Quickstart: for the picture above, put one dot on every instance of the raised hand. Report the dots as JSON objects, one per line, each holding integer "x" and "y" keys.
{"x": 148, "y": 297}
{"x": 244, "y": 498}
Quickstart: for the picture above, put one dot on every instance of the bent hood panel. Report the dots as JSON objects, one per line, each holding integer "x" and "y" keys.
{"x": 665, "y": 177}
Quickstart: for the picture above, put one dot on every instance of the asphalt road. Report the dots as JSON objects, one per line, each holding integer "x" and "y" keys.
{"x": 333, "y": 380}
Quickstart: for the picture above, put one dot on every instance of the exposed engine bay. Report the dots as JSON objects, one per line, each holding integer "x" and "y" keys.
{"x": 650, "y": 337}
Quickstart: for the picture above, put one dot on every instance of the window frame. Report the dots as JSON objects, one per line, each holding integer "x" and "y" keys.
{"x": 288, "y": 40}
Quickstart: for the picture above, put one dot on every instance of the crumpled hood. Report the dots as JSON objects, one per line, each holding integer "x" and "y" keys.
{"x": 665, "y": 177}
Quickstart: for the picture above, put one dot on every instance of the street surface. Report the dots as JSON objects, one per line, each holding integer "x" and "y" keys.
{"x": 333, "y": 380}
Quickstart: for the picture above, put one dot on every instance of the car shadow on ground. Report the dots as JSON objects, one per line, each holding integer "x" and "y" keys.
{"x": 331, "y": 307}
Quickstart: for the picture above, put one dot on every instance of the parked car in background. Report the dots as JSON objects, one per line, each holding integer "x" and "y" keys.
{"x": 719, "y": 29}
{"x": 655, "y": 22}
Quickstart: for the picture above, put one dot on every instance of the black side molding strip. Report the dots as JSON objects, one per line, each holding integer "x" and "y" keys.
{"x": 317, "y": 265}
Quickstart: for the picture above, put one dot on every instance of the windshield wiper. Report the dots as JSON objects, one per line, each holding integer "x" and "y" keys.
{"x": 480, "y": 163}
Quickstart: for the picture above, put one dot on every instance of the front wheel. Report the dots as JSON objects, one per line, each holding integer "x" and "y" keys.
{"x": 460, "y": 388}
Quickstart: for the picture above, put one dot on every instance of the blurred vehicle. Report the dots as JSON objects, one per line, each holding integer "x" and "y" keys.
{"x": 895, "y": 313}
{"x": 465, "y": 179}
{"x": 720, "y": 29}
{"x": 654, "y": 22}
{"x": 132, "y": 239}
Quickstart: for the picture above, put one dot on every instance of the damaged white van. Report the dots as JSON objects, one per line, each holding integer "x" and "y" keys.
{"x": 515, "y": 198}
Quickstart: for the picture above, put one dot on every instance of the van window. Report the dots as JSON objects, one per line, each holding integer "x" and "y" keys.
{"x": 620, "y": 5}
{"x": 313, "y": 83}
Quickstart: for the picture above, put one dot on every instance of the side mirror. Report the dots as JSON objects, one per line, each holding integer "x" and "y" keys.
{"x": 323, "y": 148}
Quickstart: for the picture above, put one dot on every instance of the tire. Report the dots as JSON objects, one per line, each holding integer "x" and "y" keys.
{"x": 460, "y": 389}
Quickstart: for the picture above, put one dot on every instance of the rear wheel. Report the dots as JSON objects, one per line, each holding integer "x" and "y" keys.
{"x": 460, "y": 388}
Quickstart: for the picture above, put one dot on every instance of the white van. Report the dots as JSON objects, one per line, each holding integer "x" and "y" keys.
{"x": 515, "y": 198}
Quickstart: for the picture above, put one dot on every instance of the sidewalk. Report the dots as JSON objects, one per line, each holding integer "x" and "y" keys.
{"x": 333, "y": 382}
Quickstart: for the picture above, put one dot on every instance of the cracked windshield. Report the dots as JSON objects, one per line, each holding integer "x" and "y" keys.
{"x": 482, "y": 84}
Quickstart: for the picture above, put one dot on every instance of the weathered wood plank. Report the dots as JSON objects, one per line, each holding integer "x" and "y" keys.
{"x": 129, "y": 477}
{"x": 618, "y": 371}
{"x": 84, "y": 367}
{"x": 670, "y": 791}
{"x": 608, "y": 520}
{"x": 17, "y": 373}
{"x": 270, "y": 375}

::::::::

▶ [Problem] Could you transcribe every record above exactly as it appears?

▶ [Exercise result]
Quickstart: for the picture above, put one dot on every instance of the raised hand. Report the dots as JSON objects, one per line, each holding integer "x" and "y" keys.
{"x": 148, "y": 297}
{"x": 244, "y": 498}
Quickstart: for the picture above, put one dot on every instance of the bent hood panel. Report the dots as JSON objects, one per line, each holding integer "x" and "y" keys.
{"x": 665, "y": 177}
Quickstart: for the picture above, put one dot on every instance of the asphalt road. Report the dots as JSON objects, one per line, each holding integer "x" and "y" keys.
{"x": 333, "y": 380}
Quickstart: for the picture above, put one dot on every instance of the exposed engine bay. Report the dots as JSON objects, one per line, each holding integer "x" and "y" keys.
{"x": 650, "y": 337}
Quickstart: for the picture above, put one dot on every instance of the window frame. Report the dots as JSON objects, one per line, each holding integer "x" and "y" keys.
{"x": 288, "y": 40}
Quickstart: for the picture above, put one dot on every instance of the crumpled hood. Report the dots as JSON objects, one per line, each holding integer "x" and "y" keys.
{"x": 665, "y": 177}
Quickstart: for the picture above, put one dot on every instance of the street surface. Report the dots as JSON objects, one per line, each holding integer "x" and "y" keys.
{"x": 333, "y": 380}
Quickstart: for the picture above, put one dot on every instance of the car shadow on ground. Report the dots as JSON objects, one per line, each holding integer "x" and "y" keys.
{"x": 331, "y": 307}
Quickstart: for the picture above, put one dot on every instance of the parked car in background. Report the dots as JSON objects, one per line, each holding integer "x" and "y" keys.
{"x": 719, "y": 29}
{"x": 655, "y": 22}
Quickstart: for the picture above, put one dot on every instance of the black side molding strip. Report the dots as JSON objects, one per line, each holding integer "x" and "y" keys.
{"x": 317, "y": 265}
Quickstart: for the picture above, put one dot on every instance of the windshield wiper. Report the dots as JSON objects, one per line, each holding integer "x" and "y" keys.
{"x": 480, "y": 163}
Quickstart: for the picture above, put one dot on every instance of the front wheel. Report the dots as JSON objects, one per line, each holding integer "x" and "y" keys.
{"x": 460, "y": 388}
Quickstart: for the picture above, put one dot on every instance of the blurred vehicle. Report the dots as JSON objects, one per line, each holding integer "x" and "y" keys.
{"x": 895, "y": 313}
{"x": 465, "y": 179}
{"x": 720, "y": 29}
{"x": 654, "y": 22}
{"x": 132, "y": 239}
Quickstart: for the picture above, put one dot on every instance of the damaged white van. Report the dots as JSON objects, one per line, each holding integer "x" and "y" keys.
{"x": 515, "y": 198}
Quickstart: for the picture above, put one dot on every instance of the van window. Report the dots as JSON objects, one per line, each holding integer "x" and "y" keys.
{"x": 620, "y": 5}
{"x": 313, "y": 83}
Quickstart: for the picture above, put one dot on every instance of the side mirror. Report the dots as JSON objects, one per line, each holding integer "x" and "y" keys.
{"x": 323, "y": 148}
Quickstart: for the picture above, put one dot on every instance of the tire. Report the dots as JSON objects, one per line, each holding integer "x" and "y" keys.
{"x": 460, "y": 389}
Quickstart: for the picture above, put one dot on every instance of the rear wheel. Report the dots as JSON objects, one per line, each holding integer "x" and "y" keys.
{"x": 460, "y": 388}
Quickstart: for the picture above, put one dot on every instance of the white van. Report the dots as JSON objects, one per line, each holding integer "x" and "y" keys.
{"x": 515, "y": 198}
Quickstart: for the picture above, put one dot on every instance of the sidewalk. Report the dots as JSON objects, one per line, each holding integer "x" and "y" keys.
{"x": 333, "y": 382}
Quickstart: for the picture above, put one dot on every instance of the cracked windshield. Report the dots as JSON objects, one per line, each holding integer "x" and "y" keys.
{"x": 482, "y": 84}
Quickstart: for the picture above, put one dot on every instance of the weathered wood plank. Report the dots as JSON objects, one per line, each holding integer "x" and "y" keys.
{"x": 129, "y": 477}
{"x": 618, "y": 371}
{"x": 84, "y": 367}
{"x": 670, "y": 791}
{"x": 608, "y": 520}
{"x": 17, "y": 373}
{"x": 270, "y": 375}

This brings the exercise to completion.